### WHAT THE TASK REQUIRES
Only the lines that hold the word "hill" are wanted from this listing.

### DATASET
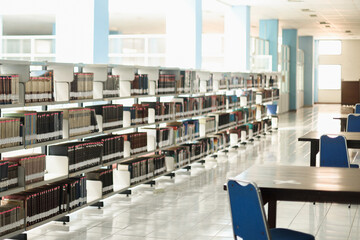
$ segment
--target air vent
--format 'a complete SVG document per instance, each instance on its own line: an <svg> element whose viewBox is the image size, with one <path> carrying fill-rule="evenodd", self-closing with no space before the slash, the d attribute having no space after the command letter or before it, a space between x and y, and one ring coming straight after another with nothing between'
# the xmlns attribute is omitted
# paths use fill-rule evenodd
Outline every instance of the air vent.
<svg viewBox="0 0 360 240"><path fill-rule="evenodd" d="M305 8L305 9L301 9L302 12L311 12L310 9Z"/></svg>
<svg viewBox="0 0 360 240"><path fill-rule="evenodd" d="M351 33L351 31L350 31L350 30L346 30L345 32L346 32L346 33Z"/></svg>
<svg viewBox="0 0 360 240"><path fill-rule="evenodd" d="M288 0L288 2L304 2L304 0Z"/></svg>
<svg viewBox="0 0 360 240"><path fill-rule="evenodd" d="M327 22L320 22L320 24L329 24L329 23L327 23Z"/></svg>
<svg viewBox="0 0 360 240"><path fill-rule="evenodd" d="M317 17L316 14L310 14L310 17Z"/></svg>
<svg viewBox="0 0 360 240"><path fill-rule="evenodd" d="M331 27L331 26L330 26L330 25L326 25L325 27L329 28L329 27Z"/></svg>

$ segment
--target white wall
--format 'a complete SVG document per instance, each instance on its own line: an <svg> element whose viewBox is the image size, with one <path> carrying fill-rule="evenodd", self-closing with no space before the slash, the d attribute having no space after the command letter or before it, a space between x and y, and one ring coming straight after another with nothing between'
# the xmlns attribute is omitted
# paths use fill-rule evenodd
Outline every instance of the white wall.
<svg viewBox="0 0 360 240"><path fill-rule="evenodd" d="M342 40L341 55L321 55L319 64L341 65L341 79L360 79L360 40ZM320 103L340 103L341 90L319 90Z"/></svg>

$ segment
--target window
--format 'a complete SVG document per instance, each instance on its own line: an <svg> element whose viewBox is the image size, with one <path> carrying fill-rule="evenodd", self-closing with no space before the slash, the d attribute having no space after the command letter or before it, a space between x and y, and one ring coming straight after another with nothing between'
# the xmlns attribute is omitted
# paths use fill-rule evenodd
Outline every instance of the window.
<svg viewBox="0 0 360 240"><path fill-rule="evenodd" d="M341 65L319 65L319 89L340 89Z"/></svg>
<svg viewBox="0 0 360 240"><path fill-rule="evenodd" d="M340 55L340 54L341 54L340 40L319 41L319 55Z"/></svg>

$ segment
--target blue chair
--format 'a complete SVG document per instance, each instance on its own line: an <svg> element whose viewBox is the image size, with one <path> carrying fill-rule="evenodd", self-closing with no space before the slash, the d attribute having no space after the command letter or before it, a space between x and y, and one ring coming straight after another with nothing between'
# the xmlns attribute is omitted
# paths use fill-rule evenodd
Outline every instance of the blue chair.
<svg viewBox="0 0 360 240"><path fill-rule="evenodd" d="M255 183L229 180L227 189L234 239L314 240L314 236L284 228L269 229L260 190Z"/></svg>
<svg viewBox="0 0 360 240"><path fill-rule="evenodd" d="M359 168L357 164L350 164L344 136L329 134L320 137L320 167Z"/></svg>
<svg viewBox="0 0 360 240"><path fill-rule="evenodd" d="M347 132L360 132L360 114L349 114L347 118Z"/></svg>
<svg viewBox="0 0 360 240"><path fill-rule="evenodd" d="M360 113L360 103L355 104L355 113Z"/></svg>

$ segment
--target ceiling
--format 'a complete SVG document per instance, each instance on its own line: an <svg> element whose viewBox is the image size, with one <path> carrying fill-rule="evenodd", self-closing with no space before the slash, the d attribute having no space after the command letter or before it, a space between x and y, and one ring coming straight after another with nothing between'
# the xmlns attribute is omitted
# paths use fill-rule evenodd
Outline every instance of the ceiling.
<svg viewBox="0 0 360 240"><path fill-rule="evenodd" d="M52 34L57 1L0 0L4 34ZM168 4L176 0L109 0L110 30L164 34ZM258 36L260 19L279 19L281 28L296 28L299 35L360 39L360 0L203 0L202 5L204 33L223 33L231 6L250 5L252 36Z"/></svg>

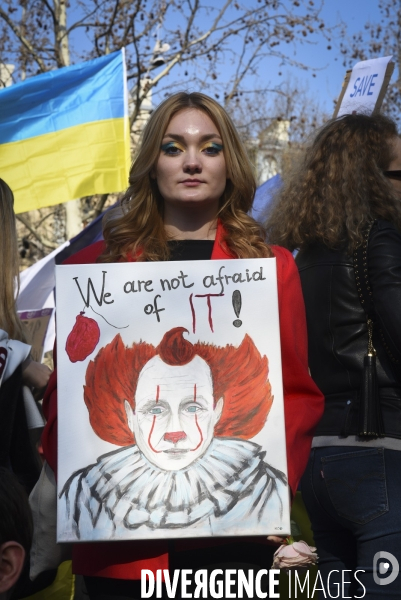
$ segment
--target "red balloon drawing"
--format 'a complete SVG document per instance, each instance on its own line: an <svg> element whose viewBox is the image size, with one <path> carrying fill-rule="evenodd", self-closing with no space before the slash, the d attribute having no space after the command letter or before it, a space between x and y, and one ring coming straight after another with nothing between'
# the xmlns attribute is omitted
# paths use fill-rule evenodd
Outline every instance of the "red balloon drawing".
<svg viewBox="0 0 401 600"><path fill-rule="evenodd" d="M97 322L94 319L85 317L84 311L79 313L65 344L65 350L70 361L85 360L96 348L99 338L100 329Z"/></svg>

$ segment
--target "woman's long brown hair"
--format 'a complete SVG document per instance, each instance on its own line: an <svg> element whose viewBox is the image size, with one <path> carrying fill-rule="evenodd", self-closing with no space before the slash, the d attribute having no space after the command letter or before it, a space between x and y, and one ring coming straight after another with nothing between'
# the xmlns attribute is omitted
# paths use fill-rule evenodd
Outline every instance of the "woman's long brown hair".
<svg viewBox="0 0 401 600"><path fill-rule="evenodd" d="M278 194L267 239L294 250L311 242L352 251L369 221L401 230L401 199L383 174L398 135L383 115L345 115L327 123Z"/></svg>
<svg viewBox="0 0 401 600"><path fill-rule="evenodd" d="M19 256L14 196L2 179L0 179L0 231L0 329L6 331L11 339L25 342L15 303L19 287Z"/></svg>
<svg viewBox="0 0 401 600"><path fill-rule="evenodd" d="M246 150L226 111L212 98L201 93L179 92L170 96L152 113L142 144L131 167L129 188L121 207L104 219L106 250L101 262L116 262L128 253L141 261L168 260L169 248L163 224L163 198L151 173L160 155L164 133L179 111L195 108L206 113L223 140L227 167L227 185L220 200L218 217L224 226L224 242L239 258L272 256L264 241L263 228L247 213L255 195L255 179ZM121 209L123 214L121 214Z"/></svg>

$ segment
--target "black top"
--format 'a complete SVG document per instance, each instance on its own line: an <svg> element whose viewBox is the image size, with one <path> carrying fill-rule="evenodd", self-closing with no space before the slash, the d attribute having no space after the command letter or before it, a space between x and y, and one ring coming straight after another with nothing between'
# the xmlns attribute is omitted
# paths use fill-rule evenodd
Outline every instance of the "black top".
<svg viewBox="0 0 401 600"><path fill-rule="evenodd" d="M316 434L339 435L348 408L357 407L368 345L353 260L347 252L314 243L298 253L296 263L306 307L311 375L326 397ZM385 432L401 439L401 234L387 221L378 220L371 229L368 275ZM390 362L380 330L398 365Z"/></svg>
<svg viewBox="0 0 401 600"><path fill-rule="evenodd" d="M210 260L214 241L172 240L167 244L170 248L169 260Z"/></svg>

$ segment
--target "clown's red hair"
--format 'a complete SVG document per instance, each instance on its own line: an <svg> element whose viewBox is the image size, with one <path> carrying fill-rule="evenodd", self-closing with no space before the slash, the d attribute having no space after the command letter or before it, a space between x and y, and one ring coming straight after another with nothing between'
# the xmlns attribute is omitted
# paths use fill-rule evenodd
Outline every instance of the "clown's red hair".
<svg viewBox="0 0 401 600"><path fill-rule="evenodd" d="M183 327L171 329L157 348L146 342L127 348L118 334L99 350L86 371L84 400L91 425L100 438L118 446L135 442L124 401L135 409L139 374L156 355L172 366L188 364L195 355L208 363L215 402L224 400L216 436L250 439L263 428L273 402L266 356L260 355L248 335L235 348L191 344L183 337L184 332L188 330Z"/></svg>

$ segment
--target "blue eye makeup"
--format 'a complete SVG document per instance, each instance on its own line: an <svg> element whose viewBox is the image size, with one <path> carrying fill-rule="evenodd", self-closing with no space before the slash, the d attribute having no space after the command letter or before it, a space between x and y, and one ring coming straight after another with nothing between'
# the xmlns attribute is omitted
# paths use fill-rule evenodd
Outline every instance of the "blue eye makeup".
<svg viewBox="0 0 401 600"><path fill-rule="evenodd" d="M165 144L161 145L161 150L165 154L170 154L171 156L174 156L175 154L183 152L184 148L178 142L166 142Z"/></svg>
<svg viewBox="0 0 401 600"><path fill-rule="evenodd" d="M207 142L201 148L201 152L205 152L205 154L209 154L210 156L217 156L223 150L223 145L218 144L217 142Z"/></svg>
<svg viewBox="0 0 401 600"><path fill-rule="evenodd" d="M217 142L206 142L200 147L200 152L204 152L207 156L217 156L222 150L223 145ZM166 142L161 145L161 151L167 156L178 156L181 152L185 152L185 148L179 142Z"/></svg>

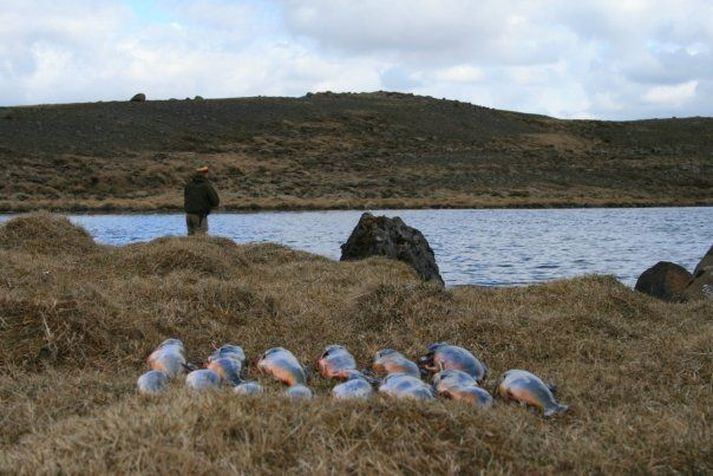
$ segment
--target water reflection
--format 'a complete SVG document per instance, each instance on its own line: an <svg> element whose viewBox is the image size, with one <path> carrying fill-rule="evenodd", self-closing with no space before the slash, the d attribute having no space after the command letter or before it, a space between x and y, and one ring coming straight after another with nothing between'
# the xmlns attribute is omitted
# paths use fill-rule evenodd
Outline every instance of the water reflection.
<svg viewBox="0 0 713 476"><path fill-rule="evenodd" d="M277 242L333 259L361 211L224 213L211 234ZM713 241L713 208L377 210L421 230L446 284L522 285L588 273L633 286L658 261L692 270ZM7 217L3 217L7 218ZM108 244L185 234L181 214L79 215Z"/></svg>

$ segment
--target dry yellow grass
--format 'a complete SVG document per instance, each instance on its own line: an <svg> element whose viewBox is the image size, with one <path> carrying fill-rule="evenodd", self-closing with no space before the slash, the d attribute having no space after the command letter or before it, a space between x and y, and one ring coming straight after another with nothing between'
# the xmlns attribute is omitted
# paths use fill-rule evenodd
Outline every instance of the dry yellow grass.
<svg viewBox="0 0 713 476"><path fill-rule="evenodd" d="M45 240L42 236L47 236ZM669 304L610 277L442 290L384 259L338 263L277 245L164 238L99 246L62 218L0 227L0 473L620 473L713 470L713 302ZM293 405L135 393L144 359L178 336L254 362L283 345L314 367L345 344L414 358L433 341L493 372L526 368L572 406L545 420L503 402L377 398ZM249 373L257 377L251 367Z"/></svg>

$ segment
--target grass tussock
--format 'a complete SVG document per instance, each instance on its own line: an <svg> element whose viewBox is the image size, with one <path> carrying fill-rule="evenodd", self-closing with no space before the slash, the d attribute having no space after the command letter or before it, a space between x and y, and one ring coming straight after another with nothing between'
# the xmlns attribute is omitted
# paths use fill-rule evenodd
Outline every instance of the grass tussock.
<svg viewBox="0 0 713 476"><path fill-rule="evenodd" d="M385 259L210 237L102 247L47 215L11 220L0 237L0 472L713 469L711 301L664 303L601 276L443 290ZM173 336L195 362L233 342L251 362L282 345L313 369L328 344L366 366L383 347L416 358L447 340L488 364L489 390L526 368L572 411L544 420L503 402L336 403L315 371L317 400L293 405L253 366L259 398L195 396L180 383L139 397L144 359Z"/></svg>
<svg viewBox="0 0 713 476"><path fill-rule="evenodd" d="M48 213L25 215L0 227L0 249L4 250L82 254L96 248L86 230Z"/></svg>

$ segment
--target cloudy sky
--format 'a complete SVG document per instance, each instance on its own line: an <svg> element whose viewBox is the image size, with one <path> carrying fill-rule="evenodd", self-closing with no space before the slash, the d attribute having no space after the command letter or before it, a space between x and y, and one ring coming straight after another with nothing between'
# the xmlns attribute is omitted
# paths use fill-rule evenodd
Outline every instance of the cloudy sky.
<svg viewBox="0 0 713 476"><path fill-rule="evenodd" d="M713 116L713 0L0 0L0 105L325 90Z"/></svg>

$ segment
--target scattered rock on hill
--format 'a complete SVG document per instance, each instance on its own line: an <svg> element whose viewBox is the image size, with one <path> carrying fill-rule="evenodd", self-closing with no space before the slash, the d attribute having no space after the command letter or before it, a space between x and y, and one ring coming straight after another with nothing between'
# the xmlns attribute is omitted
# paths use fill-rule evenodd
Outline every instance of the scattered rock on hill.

### SOLUTION
--target scattered rock on hill
Outline every instance of the scattered rock on hill.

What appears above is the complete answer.